Data entries:
--

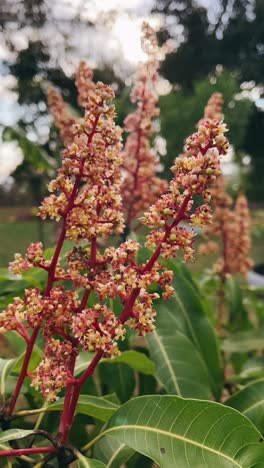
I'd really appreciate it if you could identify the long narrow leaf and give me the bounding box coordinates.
[225,378,264,432]
[147,329,211,398]
[48,395,119,422]
[0,429,35,443]
[92,395,264,468]
[94,437,134,468]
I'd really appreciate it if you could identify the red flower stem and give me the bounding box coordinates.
[6,221,69,416]
[59,350,103,444]
[16,327,30,343]
[58,194,191,443]
[78,289,91,312]
[58,119,102,443]
[119,288,140,323]
[6,112,101,418]
[143,194,191,273]
[58,354,77,439]
[0,447,56,458]
[58,237,97,442]
[58,290,149,443]
[90,236,97,268]
[45,221,67,294]
[57,289,91,442]
[38,263,50,272]
[6,327,40,416]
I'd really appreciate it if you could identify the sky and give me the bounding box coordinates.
[0,0,157,177]
[0,0,256,179]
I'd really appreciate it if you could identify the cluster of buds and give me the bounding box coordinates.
[47,61,95,146]
[72,304,126,356]
[1,55,230,404]
[9,242,49,276]
[197,94,252,279]
[141,116,229,262]
[122,22,169,231]
[234,194,253,275]
[200,176,253,277]
[2,70,127,400]
[32,339,74,402]
[75,61,96,108]
[47,88,78,146]
[41,80,125,241]
[198,92,224,126]
[0,297,24,334]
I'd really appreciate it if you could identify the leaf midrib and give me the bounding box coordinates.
[172,290,198,346]
[104,425,242,467]
[1,360,14,396]
[151,331,182,396]
[107,443,126,467]
[50,397,118,413]
[243,398,264,415]
[173,281,221,395]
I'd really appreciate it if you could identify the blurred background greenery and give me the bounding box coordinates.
[0,0,263,268]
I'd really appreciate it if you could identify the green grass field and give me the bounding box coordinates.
[0,207,53,267]
[0,207,263,270]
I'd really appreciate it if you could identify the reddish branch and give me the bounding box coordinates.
[0,62,230,461]
[57,194,190,443]
[6,115,100,418]
[0,446,56,458]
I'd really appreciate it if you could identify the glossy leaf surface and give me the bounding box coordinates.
[98,395,264,468]
[225,378,264,433]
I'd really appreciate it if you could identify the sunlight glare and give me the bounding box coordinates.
[112,15,146,64]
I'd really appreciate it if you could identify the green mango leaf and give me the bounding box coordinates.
[125,452,153,468]
[230,357,264,384]
[222,329,264,353]
[0,429,35,443]
[12,345,43,374]
[155,265,223,399]
[3,127,54,172]
[240,357,264,380]
[0,268,14,280]
[74,352,94,376]
[99,362,135,403]
[76,351,153,379]
[226,277,243,314]
[226,277,249,330]
[173,271,222,397]
[5,331,27,355]
[225,379,264,432]
[0,430,12,460]
[4,376,27,395]
[49,395,119,422]
[21,269,47,288]
[76,452,107,468]
[43,247,56,260]
[102,393,120,406]
[0,279,29,309]
[138,373,157,396]
[147,327,211,398]
[94,437,134,468]
[89,395,264,468]
[0,442,11,452]
[103,351,155,376]
[0,358,15,398]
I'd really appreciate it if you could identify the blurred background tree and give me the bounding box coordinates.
[0,0,263,264]
[153,0,264,198]
[0,0,124,211]
[155,0,264,88]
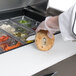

--

→ DIRECTIONS
Your output should be exactly the lines of the records above from the one with "tree and give me the bounding box coordinates." through the last, both ends included, with pictures excluded.

→ FINISHED EXERCISE
I'd really appreciate it if you could identify the blurred background tree and give me the bounding box coordinates.
[0,0,263,264]
[153,0,264,198]
[0,0,124,211]
[155,0,264,88]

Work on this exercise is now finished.